### Dokumen ###

Tak Bisa Ikut Pemilihan, Pendukung 7 Calon Lurah di Sleman Mengadu ke Wakil Rakyat
Puluhan massa yang tergabung dalam aliansi pendukung 7 calon lurah terdampak putusan Mahkamah Konstitusi (MK) mendatangi gedung Dewan Perwakilan
Penulis: Ahmad Syarifudin | Editor: Kurniatul Hidayah
TRIBUNJOGJA.COM, SLEMAN - Puluhan massa yang tergabung dalam aliansi pendukung 7 calon lurah terdampak putusan Mahkamah Konstitusi (MK) mendatangi gedung Dewan Perwakilan Rakyat Daerah (DPRD) Kabupaten Sleman, Rabu (13/10/2021).
Mereka mengadu kepada wakil rakyat sebab, calon lurah yang selama ini didukung tiba-tiba dianggap "dicoret" dan tidak bisa mengikuti pemilihan lurah (Pilur) 2021 karena terdampak oleh putusan MK nomor 42/PUU/XiX/2021 tentang penetapan batas maksimal jabatan kepala desa tiga periode.
Koordinator pendukung 7 Calon Lurah yang Terdampak Putusan MK, Tri Wahyu Widodo mengungkapkan, sejauh ini santer beredar kabar bahwa calon lurah di Madurejo dan 6 calon lurah lainnya telah dicoret.
Baca juga: BREAKING NEWS: Kecelakaan di Jalan Umum Nagung-Brosot Kulon Progo, 2 Orang Meninggal
Padahal belum ada keputusan. Alhasil, disamping mengalami kerugian moril dan materil hal tersebut juga memicu munculnya suasana yang tidak kondusif dan gejolak di masyarakat.
Terutama sesama pendukung saling bersitegang. Bahkan, ada yang nyaris terlibat dalam perkelahian. Sebab itu, massa yang mengatasnamakan aliansi pendukung 7 calon lurah terdampak putusan Mahkamah Konstitusi (MK) mengadu ke wakil rakyat.
"Kami berupaya menyampaikan ke dewan, agar calon kami bisa tetap mengikuti Pilur ditanggal 31 Oktober," kata Tri Wahyu Widodo, ditemui di gedung DPRD Sleman.
Selama ini segala tahapan bagi ke-7 calon telah dilalui. Bahkan telah di tetapkan menjadi calon sehingga menurutnya berhak ikut dalam kontestasi.
Ia berharap, dengan tetap mengikutkan 7 calon lurah dalam pemilihan, maka bisa meredam gejolak sosial yang ada di masyarakat.
Tri menilai putusan MK nomor 42/PUU/XiX/2021 adalah bentuk gugatan uji materi di Kabupaten Ogan Komering Ilir dan belum diakomodir Kemendagri sebagai acuan penjelasan pelaksanaan Pemilihan Lurah terkait dengan jabatan tiga kali.
Sedangkan, proses Pilur di Sleman selama ini sudah berjalan dan sesuai dengan persyaratan yang ada di Kabupaten Sleman.

### Informasi yang Tersedia ###

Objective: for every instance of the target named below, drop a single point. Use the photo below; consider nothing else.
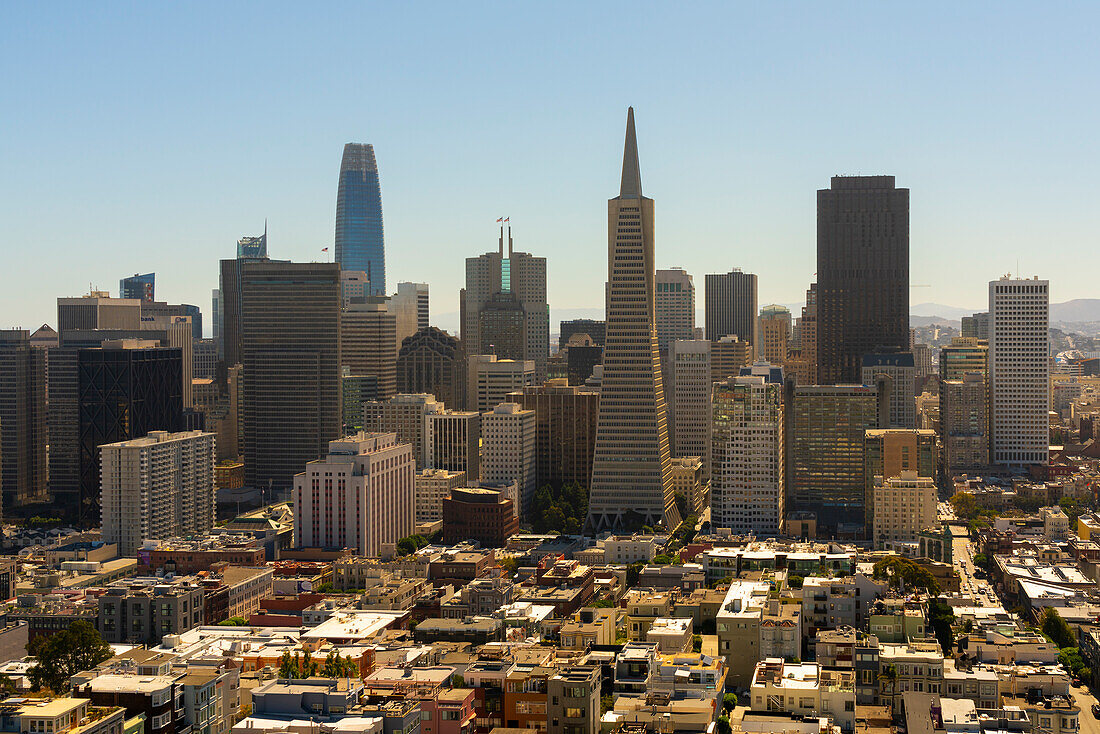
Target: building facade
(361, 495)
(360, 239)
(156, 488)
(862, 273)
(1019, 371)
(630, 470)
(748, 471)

###
### Informasi yang Tersedia ###

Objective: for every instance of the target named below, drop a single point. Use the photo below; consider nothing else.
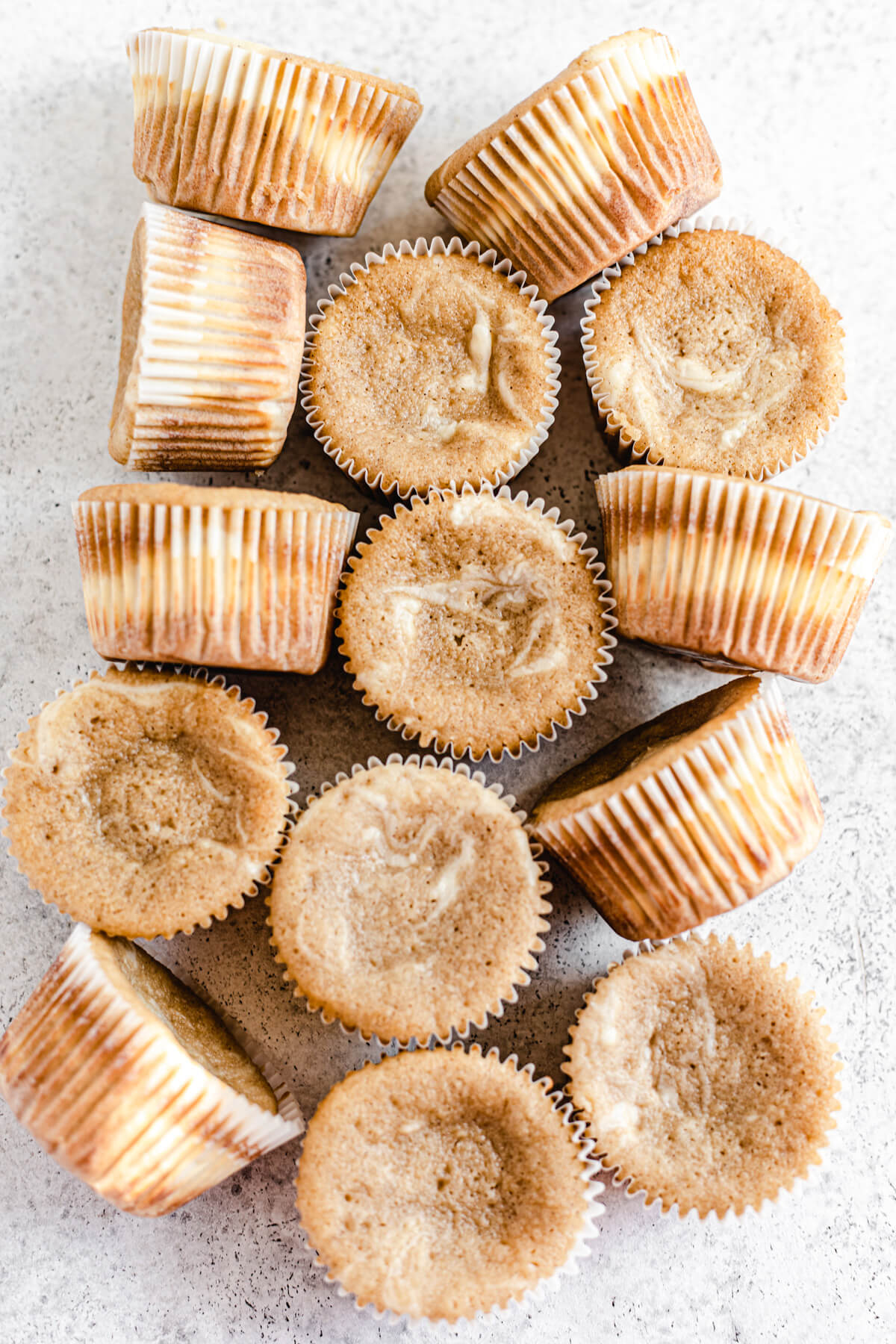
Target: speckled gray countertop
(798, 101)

###

▶ Persyaratan:
A: Dalam berita tentang pendukung calon lurah di Sleman, pada hari dan tanggal berapa massa mendatangi gedung DPRD Kabupaten Sleman?
B: Lanjutkan berita tentang pengaduan pendukung tujuh calon lurah di Sleman mulai setelah kalimat terakhirnya.
Daftar di atas tidak dipakai untuk hal ini.

▶ Jawaban:
A: Rabu, 13 Oktober 2021.

B:
Sebab itu, menurut dia, putusan MK tersebut, seharusnya tidak serta merta langsung dipakai di Kabupaten Sleman.
"Karena gugatan MK tidak ada hubungannya dengan Kabupaten Sleman," ucap dia.
Diketahui, adanya putusan MK tersebut berdampak pada pelaksanaan Pilur serentak di Bumi Sembada.
Ada 7 calon yang tidak bisa melanjutkan pencalonan. Satu di antaranya adalah Sukarja, calon lurah di Madurejo, Prambanan.
Sebagai pendukung calon tersebut, Tri mengaku sangat dirugikan. Ia berpendapat, Pemerintah Kabupaten Sleman harus mengambil risiko terkecil yaitu tetap melanjutkan pencalonan 7 calon lurah.
Jika nantinya lurah yang didukung terpilih, pihaknya sebagai pendukung mengaku siap dan bersedia meladeni segala gugatan.
"Tapi kalau Pemkab Sleman tetap akan mencabut izin, kami selaku pendukung dari calon lurah terdampak akan mengambil langkah-langkah hukum untuk memperjuangkan hak kami," ungkap dia.
Baca juga: Sebanyak 90 Sekolah di Bantul Menggelar Pemilihan Osis Secara Online melalui e-Pemilos
Sementara itu, Wakil Ketua 1 DPRD Sleman, Arif Kurniawan menghormati dan mengapresiasi pandangan yang telah disampaikan masyarakat mengenai Pilur dan putusan MK.
Pihaknya mengaku menampung aspirasi tersebut dan akan segera didiskusikan bersama Bupati Sleman, Kustini Sri Purnomo.
Kira-kira apa telaah hukum yang bakal dilakukan Bupati untuk menyikapi putusan MK tersebut.
Sebab, adanya putusan MK tersebut dinilai sebagian masyarakat, merugikan. Terutama bagi calon-calon yang terdampak.
"Makanya, kami mendorong segera, Bupati membuat keputusan, membuat kebijakan untuk mengakhiri polemik ini," kata dia. (rif)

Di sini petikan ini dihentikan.